Whenever a line in the material below contains "curb", copy that line.

--- Data Enclosed Below ---

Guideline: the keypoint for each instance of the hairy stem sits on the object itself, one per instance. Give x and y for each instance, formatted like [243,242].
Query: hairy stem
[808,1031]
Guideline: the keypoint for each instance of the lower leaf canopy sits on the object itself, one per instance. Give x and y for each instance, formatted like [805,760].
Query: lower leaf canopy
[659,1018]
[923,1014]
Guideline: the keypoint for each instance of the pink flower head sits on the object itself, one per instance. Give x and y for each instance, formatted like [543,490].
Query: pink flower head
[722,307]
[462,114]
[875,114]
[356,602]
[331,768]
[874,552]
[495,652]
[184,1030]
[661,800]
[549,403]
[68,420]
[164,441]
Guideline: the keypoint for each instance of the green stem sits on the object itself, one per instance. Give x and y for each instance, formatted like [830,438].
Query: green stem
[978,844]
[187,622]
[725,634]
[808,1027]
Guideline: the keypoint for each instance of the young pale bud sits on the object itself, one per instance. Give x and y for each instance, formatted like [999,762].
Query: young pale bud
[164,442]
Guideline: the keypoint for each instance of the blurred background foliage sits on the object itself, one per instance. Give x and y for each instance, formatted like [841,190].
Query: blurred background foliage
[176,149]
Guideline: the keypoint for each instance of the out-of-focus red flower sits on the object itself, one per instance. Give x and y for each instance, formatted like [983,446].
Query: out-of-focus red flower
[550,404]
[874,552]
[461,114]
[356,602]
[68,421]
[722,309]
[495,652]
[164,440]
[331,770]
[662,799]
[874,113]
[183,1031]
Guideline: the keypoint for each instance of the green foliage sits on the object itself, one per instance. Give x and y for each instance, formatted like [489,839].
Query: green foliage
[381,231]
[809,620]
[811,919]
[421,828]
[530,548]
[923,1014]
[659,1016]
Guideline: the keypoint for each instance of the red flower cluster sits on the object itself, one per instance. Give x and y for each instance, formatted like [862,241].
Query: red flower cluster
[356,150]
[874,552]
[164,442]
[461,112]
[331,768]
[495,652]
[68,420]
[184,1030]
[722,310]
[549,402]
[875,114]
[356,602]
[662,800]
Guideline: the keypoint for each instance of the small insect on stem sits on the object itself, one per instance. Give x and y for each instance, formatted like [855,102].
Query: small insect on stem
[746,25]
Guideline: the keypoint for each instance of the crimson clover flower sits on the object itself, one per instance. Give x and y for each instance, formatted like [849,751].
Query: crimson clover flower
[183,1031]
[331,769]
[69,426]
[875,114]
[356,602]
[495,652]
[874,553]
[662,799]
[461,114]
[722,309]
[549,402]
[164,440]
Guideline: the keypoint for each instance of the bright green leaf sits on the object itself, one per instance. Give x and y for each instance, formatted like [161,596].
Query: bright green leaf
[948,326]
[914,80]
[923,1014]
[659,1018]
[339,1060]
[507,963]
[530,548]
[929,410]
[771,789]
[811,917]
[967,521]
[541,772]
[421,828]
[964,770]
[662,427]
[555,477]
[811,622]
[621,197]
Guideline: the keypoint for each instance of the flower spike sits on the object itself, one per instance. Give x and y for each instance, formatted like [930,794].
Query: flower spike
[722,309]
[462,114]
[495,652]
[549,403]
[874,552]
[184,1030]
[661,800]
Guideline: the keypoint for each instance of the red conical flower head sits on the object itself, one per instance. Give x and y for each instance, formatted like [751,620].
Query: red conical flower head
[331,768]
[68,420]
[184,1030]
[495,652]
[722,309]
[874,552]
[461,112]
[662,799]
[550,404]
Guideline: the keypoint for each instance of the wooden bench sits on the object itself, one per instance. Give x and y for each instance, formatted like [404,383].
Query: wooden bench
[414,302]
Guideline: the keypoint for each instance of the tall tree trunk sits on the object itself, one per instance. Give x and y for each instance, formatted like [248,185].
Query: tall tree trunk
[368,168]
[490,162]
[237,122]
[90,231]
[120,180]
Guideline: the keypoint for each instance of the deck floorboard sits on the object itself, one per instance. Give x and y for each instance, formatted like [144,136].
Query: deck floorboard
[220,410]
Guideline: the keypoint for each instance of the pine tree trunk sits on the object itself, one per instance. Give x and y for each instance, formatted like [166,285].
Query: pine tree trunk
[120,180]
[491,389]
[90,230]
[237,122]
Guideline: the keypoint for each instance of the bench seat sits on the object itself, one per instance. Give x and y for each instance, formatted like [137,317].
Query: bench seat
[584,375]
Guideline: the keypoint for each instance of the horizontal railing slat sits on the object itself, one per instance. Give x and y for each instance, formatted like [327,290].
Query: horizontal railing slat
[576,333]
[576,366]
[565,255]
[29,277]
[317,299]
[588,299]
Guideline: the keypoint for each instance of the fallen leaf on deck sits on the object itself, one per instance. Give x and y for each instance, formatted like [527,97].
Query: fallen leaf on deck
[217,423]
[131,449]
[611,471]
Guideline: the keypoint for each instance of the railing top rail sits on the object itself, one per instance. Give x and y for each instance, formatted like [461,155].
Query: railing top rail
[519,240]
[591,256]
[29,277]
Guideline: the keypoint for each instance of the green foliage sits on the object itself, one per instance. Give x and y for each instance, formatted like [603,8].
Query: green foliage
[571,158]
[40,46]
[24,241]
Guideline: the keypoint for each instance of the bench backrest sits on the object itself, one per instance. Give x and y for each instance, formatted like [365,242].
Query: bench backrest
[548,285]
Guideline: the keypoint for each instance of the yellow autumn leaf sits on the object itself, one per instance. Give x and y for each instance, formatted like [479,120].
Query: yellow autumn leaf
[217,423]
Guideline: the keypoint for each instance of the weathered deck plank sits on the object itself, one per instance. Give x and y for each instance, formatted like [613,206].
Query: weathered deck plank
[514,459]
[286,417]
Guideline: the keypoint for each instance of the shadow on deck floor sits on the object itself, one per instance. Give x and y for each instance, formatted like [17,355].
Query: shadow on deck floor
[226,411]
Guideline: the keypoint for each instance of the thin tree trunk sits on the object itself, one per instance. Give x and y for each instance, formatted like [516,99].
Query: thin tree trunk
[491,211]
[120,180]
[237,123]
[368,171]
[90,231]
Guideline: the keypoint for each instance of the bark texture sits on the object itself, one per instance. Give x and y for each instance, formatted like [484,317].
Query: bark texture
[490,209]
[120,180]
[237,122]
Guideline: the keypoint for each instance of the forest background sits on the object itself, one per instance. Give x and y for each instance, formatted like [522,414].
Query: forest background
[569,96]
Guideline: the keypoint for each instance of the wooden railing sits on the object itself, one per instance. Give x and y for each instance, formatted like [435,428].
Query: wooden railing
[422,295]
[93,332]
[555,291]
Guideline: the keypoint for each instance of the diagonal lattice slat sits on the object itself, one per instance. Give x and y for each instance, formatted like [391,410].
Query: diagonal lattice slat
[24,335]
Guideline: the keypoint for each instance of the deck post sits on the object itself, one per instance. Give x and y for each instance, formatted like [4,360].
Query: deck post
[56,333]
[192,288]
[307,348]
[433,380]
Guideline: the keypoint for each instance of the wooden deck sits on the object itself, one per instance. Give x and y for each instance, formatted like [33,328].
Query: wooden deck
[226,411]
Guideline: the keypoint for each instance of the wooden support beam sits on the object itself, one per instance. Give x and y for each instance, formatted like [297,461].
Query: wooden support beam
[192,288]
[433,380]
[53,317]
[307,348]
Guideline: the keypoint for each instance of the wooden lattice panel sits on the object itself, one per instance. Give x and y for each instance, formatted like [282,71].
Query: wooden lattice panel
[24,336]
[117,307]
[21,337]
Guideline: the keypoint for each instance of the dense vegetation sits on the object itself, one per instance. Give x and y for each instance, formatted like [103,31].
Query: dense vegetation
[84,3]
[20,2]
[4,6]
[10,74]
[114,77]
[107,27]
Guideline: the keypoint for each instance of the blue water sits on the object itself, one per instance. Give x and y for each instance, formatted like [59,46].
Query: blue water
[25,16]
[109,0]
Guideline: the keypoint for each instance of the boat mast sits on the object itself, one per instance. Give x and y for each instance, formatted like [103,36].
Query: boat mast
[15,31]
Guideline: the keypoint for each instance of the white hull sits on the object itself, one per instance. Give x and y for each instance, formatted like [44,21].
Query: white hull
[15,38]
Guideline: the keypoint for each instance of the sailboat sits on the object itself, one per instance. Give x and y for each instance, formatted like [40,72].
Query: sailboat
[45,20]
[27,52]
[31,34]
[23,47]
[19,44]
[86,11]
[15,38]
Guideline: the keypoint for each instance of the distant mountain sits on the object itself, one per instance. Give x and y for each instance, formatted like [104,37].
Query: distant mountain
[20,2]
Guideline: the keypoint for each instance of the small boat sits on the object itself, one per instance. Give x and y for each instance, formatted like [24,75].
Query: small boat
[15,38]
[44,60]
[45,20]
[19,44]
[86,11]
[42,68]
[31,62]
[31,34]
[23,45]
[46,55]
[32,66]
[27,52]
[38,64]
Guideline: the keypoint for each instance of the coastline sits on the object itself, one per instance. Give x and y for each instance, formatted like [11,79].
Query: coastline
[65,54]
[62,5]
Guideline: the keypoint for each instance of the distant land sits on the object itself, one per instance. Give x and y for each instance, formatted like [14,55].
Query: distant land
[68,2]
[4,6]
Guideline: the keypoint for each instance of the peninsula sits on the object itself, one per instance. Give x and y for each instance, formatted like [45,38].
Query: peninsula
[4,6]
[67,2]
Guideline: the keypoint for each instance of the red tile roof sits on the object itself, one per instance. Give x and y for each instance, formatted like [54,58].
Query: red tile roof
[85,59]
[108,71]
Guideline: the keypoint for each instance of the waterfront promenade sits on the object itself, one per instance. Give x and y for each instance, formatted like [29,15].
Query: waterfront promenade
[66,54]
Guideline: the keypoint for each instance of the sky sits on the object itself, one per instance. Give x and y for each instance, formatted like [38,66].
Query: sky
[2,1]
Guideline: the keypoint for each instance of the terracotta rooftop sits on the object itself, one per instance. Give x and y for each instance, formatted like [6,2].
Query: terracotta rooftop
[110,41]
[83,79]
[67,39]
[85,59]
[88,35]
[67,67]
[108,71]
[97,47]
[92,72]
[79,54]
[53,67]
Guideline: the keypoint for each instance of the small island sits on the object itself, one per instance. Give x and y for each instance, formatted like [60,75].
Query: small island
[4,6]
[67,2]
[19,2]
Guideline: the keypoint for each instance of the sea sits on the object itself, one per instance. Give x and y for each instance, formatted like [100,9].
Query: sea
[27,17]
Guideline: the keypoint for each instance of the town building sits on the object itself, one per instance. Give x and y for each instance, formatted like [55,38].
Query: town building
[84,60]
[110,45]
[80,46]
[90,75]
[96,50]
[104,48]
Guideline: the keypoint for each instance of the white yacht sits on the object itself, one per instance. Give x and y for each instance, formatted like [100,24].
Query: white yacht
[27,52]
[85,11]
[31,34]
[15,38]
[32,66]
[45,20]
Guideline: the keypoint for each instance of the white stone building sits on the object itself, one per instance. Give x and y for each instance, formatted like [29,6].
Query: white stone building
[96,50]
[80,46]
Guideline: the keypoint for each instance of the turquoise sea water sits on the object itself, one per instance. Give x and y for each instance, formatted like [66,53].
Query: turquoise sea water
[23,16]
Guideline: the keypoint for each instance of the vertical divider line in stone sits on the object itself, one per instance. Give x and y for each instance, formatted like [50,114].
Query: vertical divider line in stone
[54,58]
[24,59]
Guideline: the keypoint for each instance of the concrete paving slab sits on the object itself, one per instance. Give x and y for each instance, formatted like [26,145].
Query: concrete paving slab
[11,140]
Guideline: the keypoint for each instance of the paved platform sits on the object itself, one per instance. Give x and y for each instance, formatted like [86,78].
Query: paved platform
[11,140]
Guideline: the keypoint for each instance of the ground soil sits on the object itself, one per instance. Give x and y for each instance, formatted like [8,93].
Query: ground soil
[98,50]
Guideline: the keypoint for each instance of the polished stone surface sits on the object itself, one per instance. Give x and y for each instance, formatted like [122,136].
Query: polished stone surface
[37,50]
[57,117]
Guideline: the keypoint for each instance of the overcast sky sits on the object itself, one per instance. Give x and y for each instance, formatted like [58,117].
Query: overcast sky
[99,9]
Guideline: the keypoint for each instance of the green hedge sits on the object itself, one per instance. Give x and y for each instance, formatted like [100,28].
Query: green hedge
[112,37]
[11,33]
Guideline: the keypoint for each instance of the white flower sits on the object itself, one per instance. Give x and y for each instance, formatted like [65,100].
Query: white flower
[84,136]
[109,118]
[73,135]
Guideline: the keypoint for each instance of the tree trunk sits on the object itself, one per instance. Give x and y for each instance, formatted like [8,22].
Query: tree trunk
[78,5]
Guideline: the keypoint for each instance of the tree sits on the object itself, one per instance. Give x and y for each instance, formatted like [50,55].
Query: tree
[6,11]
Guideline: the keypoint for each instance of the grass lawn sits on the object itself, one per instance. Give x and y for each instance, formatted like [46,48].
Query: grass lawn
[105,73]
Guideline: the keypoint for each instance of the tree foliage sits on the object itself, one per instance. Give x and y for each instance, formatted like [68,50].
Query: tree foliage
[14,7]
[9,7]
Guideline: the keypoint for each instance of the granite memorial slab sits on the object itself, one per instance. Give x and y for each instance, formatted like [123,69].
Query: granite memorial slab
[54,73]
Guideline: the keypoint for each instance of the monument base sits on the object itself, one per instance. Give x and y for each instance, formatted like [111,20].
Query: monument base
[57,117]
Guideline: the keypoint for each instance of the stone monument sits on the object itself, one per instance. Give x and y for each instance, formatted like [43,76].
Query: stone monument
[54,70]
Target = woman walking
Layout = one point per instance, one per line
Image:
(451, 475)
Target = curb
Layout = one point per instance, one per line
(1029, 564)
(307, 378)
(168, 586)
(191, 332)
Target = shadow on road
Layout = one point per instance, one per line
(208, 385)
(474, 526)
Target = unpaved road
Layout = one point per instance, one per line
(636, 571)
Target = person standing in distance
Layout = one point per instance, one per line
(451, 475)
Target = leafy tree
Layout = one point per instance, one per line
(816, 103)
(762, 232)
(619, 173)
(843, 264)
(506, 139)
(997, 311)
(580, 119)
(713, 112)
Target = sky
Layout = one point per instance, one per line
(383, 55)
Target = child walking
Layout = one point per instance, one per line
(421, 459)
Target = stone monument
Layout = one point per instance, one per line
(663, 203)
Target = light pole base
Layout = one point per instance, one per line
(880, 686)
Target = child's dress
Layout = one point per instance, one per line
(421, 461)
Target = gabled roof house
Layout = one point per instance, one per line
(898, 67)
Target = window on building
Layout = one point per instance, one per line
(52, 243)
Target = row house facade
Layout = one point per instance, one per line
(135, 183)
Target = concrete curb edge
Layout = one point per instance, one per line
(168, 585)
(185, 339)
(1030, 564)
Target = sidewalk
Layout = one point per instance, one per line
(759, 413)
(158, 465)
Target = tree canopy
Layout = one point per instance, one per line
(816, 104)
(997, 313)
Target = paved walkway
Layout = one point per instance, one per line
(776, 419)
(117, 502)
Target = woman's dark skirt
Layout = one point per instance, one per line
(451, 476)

--- End of Enclosed Data ---

- [Result of this exercise]:
Target = curb
Target = concrete curb edge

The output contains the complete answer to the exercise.